Task statement
Return the lines of the data below without any changes, from the line with "Bet you can't find the cooked" to the line with "[463,341,573,440]", including both of those lines.

## START Data shown

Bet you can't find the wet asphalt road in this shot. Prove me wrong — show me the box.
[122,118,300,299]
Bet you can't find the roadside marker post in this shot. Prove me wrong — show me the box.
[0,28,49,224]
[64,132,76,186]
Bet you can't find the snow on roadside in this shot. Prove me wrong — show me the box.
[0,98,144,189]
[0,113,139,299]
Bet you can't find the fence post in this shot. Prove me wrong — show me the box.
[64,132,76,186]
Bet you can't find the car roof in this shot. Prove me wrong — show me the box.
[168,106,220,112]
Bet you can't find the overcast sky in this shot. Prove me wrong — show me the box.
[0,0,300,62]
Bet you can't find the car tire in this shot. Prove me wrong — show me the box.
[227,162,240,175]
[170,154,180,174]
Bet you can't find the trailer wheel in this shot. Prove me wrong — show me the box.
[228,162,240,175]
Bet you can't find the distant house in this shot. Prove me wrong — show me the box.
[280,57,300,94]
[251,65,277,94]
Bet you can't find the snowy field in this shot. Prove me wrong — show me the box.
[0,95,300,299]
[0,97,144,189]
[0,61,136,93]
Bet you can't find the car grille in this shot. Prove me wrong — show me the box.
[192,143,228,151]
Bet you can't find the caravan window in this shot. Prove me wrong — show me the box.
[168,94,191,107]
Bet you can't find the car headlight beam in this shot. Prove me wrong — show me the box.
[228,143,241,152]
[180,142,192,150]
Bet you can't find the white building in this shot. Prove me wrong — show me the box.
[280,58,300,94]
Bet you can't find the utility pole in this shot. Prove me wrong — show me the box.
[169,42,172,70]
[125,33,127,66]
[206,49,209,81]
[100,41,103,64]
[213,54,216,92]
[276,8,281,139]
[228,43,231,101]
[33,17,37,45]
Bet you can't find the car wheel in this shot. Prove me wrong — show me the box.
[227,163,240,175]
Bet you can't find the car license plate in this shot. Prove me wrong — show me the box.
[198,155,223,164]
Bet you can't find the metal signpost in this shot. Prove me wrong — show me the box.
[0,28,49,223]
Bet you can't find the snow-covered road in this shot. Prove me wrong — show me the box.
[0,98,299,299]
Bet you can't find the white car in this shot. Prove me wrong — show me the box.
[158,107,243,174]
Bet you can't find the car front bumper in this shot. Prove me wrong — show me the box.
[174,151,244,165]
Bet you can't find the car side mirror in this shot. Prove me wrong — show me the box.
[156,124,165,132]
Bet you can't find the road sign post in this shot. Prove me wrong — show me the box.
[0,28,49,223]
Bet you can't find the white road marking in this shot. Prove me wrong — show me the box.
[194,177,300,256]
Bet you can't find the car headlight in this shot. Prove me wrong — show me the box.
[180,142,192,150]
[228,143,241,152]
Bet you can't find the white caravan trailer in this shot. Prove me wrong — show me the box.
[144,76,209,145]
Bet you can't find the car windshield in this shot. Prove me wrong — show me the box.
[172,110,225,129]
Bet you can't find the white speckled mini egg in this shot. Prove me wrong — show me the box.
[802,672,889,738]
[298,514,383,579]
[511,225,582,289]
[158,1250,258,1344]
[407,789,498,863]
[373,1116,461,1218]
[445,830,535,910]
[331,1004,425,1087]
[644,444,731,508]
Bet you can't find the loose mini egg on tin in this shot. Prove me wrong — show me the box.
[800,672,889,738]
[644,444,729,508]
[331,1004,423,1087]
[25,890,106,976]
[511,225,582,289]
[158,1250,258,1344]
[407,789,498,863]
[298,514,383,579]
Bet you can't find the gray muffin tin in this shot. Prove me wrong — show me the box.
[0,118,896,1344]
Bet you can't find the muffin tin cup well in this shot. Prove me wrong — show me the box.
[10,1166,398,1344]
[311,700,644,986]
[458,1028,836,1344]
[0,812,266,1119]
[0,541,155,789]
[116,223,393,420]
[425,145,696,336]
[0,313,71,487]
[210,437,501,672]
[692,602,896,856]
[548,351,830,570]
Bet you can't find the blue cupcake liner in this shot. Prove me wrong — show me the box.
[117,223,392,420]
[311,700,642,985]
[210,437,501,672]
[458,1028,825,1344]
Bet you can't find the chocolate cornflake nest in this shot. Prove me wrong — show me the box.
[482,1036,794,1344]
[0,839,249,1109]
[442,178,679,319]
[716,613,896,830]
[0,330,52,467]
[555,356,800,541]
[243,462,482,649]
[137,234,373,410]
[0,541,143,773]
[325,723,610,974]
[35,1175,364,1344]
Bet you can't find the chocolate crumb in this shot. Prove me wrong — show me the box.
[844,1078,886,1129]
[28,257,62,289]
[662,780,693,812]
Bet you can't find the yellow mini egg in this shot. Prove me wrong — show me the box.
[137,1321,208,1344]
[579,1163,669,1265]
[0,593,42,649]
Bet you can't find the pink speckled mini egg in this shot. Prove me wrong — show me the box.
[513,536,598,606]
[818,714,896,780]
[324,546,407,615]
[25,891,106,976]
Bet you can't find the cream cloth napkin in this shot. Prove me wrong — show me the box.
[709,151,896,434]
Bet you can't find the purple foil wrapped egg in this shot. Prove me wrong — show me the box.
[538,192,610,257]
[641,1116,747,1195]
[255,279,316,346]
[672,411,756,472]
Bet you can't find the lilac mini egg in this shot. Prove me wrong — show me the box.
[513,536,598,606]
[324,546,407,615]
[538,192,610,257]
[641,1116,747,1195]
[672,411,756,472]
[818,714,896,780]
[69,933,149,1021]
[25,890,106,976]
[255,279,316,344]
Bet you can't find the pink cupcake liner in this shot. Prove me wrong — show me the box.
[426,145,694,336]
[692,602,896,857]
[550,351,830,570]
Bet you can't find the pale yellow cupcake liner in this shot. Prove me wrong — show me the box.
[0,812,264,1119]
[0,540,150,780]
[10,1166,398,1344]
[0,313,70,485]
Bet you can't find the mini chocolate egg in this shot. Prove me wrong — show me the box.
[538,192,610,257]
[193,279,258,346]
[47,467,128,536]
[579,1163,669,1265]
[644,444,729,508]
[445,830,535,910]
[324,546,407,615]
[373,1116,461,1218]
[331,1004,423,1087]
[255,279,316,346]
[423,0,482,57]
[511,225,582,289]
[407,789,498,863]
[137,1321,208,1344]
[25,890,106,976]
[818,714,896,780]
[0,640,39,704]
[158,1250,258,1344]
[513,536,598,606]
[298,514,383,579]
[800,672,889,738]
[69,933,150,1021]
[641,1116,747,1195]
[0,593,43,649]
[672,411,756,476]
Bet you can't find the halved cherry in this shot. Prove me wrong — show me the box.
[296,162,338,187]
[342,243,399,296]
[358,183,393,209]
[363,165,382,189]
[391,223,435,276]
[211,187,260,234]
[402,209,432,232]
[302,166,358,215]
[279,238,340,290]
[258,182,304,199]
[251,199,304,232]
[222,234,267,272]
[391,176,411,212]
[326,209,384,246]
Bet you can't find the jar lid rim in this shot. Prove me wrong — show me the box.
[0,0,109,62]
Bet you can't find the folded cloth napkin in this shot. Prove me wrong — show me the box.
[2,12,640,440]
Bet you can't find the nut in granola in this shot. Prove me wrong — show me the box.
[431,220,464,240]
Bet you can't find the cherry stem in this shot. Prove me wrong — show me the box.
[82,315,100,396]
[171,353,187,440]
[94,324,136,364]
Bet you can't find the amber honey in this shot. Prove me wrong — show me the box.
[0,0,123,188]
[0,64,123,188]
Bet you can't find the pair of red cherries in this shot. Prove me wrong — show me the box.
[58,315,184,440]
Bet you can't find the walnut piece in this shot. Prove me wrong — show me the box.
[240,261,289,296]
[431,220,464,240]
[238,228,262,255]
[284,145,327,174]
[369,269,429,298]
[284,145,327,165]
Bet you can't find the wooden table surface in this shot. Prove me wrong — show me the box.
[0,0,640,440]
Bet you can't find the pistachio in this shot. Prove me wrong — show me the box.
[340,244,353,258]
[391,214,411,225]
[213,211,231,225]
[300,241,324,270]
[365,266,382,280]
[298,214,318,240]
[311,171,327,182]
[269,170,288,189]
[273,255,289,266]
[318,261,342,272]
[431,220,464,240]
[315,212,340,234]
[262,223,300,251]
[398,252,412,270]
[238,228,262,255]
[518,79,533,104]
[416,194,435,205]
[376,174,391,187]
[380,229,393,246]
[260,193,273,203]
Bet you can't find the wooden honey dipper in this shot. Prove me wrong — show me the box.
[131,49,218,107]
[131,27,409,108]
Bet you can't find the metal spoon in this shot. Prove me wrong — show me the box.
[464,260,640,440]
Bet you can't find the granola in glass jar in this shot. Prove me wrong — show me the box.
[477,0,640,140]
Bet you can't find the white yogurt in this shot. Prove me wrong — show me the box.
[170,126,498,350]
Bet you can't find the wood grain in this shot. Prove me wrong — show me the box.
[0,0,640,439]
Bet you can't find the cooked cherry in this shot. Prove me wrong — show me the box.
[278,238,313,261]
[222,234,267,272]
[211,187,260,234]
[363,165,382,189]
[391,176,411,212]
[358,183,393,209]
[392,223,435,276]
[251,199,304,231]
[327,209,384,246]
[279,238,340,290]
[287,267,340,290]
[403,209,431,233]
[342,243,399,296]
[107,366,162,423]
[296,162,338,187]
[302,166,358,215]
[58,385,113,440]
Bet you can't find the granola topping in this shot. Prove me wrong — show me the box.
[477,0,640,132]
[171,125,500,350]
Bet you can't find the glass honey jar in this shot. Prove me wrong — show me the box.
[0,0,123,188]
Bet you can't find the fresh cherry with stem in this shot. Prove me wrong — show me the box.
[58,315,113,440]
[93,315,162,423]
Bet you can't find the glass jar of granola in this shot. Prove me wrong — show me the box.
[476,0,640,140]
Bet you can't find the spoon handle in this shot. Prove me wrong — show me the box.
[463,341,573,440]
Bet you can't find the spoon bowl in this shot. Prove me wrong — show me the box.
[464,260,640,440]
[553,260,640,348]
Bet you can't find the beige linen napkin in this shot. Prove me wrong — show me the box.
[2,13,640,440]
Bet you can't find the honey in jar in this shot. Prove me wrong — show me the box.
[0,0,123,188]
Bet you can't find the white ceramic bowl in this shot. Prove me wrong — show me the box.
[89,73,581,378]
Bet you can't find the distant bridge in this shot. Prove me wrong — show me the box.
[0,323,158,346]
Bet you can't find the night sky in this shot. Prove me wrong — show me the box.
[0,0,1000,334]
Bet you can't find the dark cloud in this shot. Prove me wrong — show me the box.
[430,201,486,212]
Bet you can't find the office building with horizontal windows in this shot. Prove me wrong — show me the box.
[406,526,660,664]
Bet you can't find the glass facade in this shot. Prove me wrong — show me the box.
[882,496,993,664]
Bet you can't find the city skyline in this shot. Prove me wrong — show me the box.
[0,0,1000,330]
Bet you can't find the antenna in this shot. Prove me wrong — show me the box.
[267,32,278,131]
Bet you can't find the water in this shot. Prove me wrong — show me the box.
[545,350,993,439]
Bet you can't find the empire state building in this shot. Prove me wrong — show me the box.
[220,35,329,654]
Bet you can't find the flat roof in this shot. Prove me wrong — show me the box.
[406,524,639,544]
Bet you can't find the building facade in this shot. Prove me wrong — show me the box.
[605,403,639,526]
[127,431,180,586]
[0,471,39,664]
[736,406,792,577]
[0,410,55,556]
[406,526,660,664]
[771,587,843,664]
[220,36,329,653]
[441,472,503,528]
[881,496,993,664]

## END Data shown

Solution to this task
Bet you can't find the cooked cherry in this shot. Prove me wrong — show me the box.
[278,238,313,261]
[222,234,267,272]
[211,187,260,234]
[363,165,382,189]
[391,176,411,212]
[358,183,393,209]
[392,223,435,276]
[251,199,304,231]
[327,209,384,246]
[279,238,340,290]
[287,267,340,290]
[403,209,431,233]
[342,243,399,296]
[107,366,162,423]
[296,162,338,187]
[302,166,358,215]
[58,385,113,440]
Bet you can't find the granola topping in this shot. Prove me wrong — show me the box.
[477,0,640,132]
[171,125,500,350]
Bet you can't find the glass honey jar in this shot. Prove me wrong — show me the box.
[0,0,123,188]
Bet you can't find the fresh cherry with stem in this shot. Prove me wrong — show me the box.
[58,315,113,440]
[93,315,162,423]
Bet you can't find the glass jar of granola in this shot. Prove me wrong — show me the box.
[476,0,640,140]
Bet you can't find the spoon handle in this shot. Prove me wrong — show me the box.
[463,341,573,440]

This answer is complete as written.